Consegna: Continua l'articolo sul processo ai due responsabili della Federazione Ginnastica Ritmica, riprendendo dopo l'ultima frase riportata.

Articolo:
In Italia, è in corso un processo a due responsabili della Federazione Ginnastica Ritmica che seguono le atlete della Nazionale, le cosiddette “farfalle”, per le accuse da parte di alcune atlete, di avere fatto pressioni psicologiche al limite del maltrattamento su atlete in età infantile, provocando in alcune ginnaste l’insorgere di disturbi alimentari e psicologici. Infatti, il problema del controllo del peso per le discipline sportive di tipo estetico (Danza, Ginnastica, Pattinaggio) inizia già verso i 5-7 anni. Un controllo strettamente imparentato con la possibilità di sviluppare un Disturbo Alimentare ad un’età in cui non si hanno gli strumenti per opporsi alle richieste degli allenatori circa il vissuto inadeguato per il proprio peso forma. Le atlete che, parlando, hanno contribuito all’avvio di questo processo, sono infatti tutte più che ventenni, ormai fuori dal giro delle Nazionali, che ricostruiscono quanto succedeva loro intorno ai 10 anni. Una di queste ragazze ha riferito questa frase della sua allenatrice: “La miglior ginnasta è orfana, perché non ha genitori che si impicciano, e ignorante, perché non va a scuola”.

Estratti delle voci:

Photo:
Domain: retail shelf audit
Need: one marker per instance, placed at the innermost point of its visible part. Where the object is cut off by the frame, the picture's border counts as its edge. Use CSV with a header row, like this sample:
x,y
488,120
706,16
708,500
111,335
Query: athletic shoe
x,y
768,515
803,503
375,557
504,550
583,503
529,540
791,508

Risposta:
Quanto accaduto nella ginnastica artistica ci svela che il vero fenomeno che caratterizza l’evolversi della attività agonistica nell’età contemporanea è l’occupazione dell’età infantile da parte della cultura dello sport agonistico vissuta dagli adulti. Un’età, quella infantile, che 60 anni fa era impegnata soprattutto nei giochi all’aperto, perlopiù in strada, ora vede bambini di 5 o 6 o 7 anni (nel tennis, nella ginnastica, nel calcio, nel nuoto, ma non solo) avere già un allenatore dedicato che li immerge in una realtà di aspettative adulte circa il successo, la vittoria e, perché no, i futuri guadagni. Il calcio, lo sport più popolare, si imparava nei garage e nelle piazze, ora c’è la scuola calcio, il campo estivo di calcio ecc… All’interno di queste strutture, il bambino viene sicuramente allenato con cura e dedizione, ma anche, viene investito dalla concezione adulta dello sport agonistico e perde il contatto con la dimensione ludica ed esplorativa, che invece dovrebbero essere i motori principali dell’azione infantile. L’insulto più cattivo e più comune tra ragazzini oggi è “sei un perdente!”.
Ne consegue che la mente che funziona con le caratteristiche di una sindrome ossessiva compulsiva verso il successo sportivo, non è più solo quella dell’atleta, ma piuttosto, di tutto il sistema di relazioni che circonda l’atleta stesso, una mente estesa, composta dai contributi di tutti i protagonisti che incidono sulle prestazioni dell’atleta, fin dalla sua infanzia.
Il problema dell’invasione dell’infanzia da parte delle culture e degli interessi adulti è molto più ampio di quanto accade nello sport. E’ una trasformazione epocale che proietta l’infanzia in logiche di relazioni adultizzate e che si riverbera in tutte le strutture educative che la società contemporanea offre alle nuove generazioni.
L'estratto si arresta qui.